-- Directions for this task --
Copy everything in the material below, from the line containing "point_to reports the position of each instance of the tree line" down to the line containing "column 326, row 160", keeping both of those lines and changing nothing.

-- Record excerpts --
------------------------

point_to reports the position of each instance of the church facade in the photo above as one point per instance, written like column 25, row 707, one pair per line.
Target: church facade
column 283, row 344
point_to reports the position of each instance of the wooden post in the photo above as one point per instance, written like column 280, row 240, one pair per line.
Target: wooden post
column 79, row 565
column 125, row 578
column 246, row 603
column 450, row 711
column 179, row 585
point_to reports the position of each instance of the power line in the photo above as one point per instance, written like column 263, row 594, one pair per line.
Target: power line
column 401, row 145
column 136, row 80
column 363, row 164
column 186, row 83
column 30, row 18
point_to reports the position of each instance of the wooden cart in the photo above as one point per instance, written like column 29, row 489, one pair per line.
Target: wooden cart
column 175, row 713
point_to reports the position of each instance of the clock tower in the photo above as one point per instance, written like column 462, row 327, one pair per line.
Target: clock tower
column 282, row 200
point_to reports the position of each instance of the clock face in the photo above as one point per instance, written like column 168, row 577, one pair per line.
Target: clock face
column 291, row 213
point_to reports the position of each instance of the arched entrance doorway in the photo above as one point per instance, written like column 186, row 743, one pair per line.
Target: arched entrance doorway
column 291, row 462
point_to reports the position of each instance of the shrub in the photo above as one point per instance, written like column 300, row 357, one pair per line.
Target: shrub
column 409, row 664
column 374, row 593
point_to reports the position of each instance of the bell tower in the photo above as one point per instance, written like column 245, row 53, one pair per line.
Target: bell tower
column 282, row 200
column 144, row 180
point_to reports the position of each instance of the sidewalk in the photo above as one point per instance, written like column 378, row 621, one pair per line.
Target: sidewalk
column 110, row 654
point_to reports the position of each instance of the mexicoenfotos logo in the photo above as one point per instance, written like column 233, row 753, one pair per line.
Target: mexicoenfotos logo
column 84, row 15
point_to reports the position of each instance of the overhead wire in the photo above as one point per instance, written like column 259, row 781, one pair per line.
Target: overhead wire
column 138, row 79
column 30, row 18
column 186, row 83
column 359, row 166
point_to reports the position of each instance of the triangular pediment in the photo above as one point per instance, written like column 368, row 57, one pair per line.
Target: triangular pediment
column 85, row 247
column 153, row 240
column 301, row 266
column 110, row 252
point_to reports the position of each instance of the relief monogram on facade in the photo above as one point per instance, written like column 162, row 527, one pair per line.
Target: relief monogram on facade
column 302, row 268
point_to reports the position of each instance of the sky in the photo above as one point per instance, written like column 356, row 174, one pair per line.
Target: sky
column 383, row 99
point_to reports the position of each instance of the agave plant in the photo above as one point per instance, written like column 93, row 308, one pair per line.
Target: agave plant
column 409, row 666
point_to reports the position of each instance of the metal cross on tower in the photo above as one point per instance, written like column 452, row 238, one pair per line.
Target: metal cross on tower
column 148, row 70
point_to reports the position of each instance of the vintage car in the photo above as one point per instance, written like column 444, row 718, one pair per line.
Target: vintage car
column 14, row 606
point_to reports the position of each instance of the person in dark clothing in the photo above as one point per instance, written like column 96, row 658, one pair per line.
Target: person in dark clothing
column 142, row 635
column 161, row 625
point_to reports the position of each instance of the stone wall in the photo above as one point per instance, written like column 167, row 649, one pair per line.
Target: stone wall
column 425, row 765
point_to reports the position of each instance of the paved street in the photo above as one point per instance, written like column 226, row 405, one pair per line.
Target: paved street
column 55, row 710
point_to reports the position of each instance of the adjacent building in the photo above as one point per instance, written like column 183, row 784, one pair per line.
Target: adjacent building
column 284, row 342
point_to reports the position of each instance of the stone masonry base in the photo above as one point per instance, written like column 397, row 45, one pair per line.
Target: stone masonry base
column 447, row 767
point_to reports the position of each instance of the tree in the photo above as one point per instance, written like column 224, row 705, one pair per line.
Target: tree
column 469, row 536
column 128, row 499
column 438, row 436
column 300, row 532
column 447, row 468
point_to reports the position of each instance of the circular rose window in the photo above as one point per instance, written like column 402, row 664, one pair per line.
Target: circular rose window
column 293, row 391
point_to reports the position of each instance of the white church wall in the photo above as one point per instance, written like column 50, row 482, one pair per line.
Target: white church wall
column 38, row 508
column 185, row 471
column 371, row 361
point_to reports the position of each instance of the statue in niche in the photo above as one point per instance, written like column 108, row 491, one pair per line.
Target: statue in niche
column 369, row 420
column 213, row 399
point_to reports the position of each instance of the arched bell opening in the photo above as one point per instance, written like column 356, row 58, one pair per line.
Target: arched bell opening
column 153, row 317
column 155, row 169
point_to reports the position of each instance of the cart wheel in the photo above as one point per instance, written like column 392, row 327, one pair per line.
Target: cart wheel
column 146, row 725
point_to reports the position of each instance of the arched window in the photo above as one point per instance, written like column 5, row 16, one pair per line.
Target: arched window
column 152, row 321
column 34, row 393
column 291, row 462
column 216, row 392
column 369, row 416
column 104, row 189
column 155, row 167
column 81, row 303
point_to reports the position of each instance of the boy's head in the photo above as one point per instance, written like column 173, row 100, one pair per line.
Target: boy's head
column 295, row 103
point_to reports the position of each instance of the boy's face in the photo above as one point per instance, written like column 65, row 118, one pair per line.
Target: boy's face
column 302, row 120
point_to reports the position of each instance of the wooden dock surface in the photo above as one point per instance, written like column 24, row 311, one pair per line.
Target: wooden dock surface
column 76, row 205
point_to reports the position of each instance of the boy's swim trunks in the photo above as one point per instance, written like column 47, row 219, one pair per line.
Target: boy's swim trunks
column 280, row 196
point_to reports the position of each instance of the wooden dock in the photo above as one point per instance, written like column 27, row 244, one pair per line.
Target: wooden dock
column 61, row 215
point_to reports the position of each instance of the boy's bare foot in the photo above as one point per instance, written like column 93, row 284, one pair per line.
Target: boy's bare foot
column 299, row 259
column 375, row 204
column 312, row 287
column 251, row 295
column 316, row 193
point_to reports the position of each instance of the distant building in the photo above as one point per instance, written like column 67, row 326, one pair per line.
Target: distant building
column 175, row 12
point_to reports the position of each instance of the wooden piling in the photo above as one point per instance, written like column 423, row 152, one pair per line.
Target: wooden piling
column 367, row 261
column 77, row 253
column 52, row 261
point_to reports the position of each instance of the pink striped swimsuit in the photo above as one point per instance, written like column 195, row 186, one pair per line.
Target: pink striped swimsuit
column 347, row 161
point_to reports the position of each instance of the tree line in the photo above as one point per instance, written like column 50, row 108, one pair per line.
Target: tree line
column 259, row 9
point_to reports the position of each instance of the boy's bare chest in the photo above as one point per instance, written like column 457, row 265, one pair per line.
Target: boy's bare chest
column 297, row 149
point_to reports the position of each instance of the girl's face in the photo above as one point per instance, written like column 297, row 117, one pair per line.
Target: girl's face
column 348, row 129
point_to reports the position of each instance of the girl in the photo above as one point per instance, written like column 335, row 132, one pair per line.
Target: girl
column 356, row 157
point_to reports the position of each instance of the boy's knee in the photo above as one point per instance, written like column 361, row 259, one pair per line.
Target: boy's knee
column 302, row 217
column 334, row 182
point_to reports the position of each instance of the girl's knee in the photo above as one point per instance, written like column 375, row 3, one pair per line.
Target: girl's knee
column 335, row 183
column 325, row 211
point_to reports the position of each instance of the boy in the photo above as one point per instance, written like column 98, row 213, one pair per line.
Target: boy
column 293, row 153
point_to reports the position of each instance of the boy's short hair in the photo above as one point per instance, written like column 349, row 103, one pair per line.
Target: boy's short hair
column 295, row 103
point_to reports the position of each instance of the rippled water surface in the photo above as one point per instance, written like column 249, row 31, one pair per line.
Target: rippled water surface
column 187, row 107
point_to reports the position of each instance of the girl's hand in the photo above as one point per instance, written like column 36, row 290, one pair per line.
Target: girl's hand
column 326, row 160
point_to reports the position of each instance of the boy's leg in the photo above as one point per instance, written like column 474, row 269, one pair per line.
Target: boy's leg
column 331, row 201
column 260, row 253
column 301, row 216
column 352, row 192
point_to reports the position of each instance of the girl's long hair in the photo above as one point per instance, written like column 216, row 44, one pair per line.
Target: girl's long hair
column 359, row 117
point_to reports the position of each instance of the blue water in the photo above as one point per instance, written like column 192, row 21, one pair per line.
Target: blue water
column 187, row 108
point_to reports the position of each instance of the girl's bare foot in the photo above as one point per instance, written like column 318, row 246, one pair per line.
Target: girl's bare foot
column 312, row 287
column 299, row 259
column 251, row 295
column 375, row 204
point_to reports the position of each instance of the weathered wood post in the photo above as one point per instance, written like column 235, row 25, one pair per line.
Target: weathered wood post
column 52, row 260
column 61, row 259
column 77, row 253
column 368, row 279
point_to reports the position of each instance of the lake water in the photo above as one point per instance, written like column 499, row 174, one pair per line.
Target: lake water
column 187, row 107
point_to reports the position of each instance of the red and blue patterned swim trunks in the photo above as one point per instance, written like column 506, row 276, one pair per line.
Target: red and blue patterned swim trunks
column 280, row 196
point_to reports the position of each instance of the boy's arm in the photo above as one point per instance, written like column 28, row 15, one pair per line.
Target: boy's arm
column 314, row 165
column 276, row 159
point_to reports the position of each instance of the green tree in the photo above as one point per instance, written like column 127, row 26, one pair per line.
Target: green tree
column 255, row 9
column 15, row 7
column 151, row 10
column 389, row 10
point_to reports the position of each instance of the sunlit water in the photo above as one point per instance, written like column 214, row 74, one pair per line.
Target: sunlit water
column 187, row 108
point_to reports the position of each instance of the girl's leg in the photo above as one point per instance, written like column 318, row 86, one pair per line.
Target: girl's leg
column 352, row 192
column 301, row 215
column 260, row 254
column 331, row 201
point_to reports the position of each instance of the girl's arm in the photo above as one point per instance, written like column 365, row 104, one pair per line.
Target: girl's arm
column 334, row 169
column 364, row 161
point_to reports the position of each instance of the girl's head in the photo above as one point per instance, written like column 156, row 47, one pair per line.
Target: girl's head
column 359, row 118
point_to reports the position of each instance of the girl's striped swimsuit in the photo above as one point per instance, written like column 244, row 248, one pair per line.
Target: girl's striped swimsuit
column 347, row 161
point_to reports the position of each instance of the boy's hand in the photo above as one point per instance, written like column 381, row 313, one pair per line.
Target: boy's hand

------------------------

-- In response --
point_to reports the position of each instance of the tree line in the photo above as one point per instance, written like column 50, row 108, one pair per line.
Target: tree line
column 259, row 9
point_to reports the position of each instance of the boy's bare chest in the photo above as one point per instance, written like column 457, row 265, one pair per line.
Target: boy's bare chest
column 297, row 149
point_to reports the position of each instance of the girl's face in the photo above as one point per instance, written like column 297, row 117, one pair per line.
Target: girl's face
column 348, row 129
point_to reports the position of each instance of the girl in the photo above as one point per instance, written like column 335, row 132, one pair per line.
Target: girl
column 356, row 157
point_to reports the position of each instance of the boy's knee in the photo above as one point per instance, written like column 361, row 259, one pair per line.
Target: boy's knee
column 302, row 217
column 334, row 182
point_to reports the position of each instance of the girl's knee in the photo above as one point per instance, written like column 375, row 3, one pair per line.
Target: girl's knee
column 335, row 183
column 325, row 211
point_to reports the position of each instance of the boy in the photo above as one point per instance, written like column 98, row 213, one pair per line.
Target: boy
column 293, row 153
point_to reports the position of each instance of the boy's short hair in the photo above as one point per instance, written like column 349, row 103, one pair per line.
Target: boy's short hair
column 295, row 103
point_to reports the position of each instance of the rippled water surface in the photo above as one point per instance, written like column 249, row 31, one pair per line.
Target: rippled water surface
column 187, row 107
point_to reports the position of each instance of the girl's hand in the photo above as one point per instance, written like column 36, row 290, one pair per line.
Target: girl's hand
column 326, row 160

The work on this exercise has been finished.